- _Teks yang Diberikan_
↓↓↓

Halaman

Minggu, 11 Februari 2018

jangan tunda kentut vs peram dendam politik



jangan tunda kentut vs peram dendam politik

Umat Islam tahu dan yakin kalau kentut termasuk hal yang membatalkan wudhu. Sholat saat kentut, konsekuensinya sholat gugur dan harus diulang. Bukan wudhu, lanjutkan sholat.

Tiap orang mempunyai alasannya jika terpaksa menahan kentut.

Kata ilmu kesehatan atau ujaran adat hidup sehat, memang kentut dan ingin BAB, buang air seni bisa ditahan sampai batas kondisi tertentu. Soal air seni yang tertahan akan diserap tubuh. Atau BAB menjadi padat. Yang jelas perut atau lambung bukan ban dalam. Udara bisa dimapatkan. Untuk menghasilkan kentut yang berkualitas.

Tanpa bau kentut. Aroma irama syahwat politik Nusantara tetap membikin mabuk, membuat lupa daratan pekerja, pelaku, pegiat, buruh partai politik.

Lengkap sudah dimensi mabuk politik. Semua unsur pertahanan dan keamanan sudah terwakili. Namanya politik, jabatan sipil dan/atau jabatan militer maupun jabatan apapun, dimanapun bisa ada harga dan tarifnya.

↑↑↑

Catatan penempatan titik
↓↓↓

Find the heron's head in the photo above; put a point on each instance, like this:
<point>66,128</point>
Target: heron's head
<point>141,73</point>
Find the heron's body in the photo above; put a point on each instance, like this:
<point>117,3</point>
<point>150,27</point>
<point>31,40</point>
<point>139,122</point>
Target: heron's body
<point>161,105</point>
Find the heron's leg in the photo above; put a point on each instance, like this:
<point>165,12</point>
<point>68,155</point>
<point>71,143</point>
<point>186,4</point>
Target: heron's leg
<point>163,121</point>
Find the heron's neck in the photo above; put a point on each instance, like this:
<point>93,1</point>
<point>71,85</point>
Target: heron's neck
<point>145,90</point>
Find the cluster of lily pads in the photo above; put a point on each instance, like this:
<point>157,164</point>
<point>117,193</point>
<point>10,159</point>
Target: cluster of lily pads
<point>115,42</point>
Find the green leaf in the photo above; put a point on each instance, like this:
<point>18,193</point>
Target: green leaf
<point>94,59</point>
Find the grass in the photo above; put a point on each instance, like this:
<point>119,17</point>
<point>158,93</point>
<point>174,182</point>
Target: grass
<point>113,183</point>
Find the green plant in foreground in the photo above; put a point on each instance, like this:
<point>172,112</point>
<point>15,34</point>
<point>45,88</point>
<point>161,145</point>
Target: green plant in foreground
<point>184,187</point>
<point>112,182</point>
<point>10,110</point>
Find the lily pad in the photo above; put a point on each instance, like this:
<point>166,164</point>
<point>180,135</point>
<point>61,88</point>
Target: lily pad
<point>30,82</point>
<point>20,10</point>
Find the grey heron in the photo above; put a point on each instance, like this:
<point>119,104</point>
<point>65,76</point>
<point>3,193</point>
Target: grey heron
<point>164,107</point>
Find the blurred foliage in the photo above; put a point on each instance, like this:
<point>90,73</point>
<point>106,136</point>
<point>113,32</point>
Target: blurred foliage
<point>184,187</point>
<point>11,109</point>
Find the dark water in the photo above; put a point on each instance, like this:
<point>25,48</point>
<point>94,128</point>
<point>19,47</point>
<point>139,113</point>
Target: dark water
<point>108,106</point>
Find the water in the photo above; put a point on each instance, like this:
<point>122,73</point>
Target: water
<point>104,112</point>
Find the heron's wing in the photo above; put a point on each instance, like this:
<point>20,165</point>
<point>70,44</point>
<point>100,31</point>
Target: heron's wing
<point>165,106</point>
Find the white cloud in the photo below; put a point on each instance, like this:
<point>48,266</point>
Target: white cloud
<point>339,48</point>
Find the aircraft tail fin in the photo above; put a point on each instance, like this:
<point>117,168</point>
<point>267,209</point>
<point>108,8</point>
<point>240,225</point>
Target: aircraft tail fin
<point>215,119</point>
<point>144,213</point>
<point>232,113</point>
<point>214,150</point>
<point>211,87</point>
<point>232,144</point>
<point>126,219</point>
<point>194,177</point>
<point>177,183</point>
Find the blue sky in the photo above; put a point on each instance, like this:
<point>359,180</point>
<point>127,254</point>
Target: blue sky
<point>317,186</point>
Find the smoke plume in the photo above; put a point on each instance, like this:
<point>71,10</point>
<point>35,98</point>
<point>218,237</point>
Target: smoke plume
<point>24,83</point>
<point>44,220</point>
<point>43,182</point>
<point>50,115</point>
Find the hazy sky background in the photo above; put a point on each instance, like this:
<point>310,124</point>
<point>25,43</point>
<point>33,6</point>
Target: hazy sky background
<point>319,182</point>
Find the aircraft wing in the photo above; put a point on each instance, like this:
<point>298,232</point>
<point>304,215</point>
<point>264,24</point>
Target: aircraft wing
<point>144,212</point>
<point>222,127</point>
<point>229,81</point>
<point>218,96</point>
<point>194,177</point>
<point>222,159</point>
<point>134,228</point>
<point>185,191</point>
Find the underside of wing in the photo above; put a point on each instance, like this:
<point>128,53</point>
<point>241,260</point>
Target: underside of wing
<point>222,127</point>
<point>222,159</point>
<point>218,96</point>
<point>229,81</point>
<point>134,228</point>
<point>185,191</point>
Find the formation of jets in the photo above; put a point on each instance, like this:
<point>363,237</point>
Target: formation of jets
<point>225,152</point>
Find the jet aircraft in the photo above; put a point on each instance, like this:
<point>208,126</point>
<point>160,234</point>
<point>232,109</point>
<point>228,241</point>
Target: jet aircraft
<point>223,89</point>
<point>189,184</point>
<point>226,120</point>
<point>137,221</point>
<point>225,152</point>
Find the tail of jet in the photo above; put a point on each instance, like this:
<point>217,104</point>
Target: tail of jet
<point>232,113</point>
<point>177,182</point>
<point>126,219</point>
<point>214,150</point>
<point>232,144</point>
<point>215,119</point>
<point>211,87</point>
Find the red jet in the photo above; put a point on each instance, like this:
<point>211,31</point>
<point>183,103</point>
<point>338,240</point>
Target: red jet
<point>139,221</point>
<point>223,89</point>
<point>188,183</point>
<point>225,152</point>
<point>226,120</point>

↑↑↑

- _Soal_
1. Jawab pertanyaan berikut berdasarkan tulisan tentang kentut dan politik.
(a) Apa konsekuensinya jika seseorang kentut saat sholat?
(b) Apa yang terjadi pada air seni yang tertahan?
(c) Siapa saja yang dibuat lupa daratan oleh aroma irama syahwat politik Nusantara?
2. Tulis ulang tanpa perubahan baris-baris dalam catatan, mulai dari baris yang memuat "Find the green leaf" sampai dengan baris yang memuat "<point>11,109</point>".

- _Jawaban_
1.
(a) Sholatnya gugur dan harus diulang.
(b) Air seni itu akan diserap tubuh.
(c) Pekerja, pelaku, pegiat, dan buruh partai politik.

2.
Find the green leaf in the photo above; put a point on each instance, like this:
<point>18,193</point>
Target: green leaf
<point>94,59</point>
Find the grass in the photo above; put a point on each instance, like this:
<point>119,17</point>
<point>158,93</point>
<point>174,182</point>
Target: grass
<point>113,183</point>
Find the green plant in foreground in the photo above; put a point on each instance, like this:
<point>172,112</point>
<point>15,34</point>
<point>45,88</point>
<point>161,145</point>
Target: green plant in foreground
<point>184,187</point>
<point>112,182</point>
<point>10,110</point>
Find the lily pad in the photo above; put a point on each instance, like this:
<point>166,164</point>
<point>180,135</point>
<point>61,88</point>
Target: lily pad
<point>30,82</point>
<point>20,10</point>
Find the grey heron in the photo above; put a point on each instance, like this:
<point>119,104</point>
<point>65,76</point>
<point>3,193</point>
Target: grey heron
<point>164,107</point>
Find the blurred foliage in the photo above; put a point on each instance, like this:
<point>90,73</point>
<point>106,136</point>
<point>113,32</point>
Target: blurred foliage
<point>184,187</point>
<point>11,109</point>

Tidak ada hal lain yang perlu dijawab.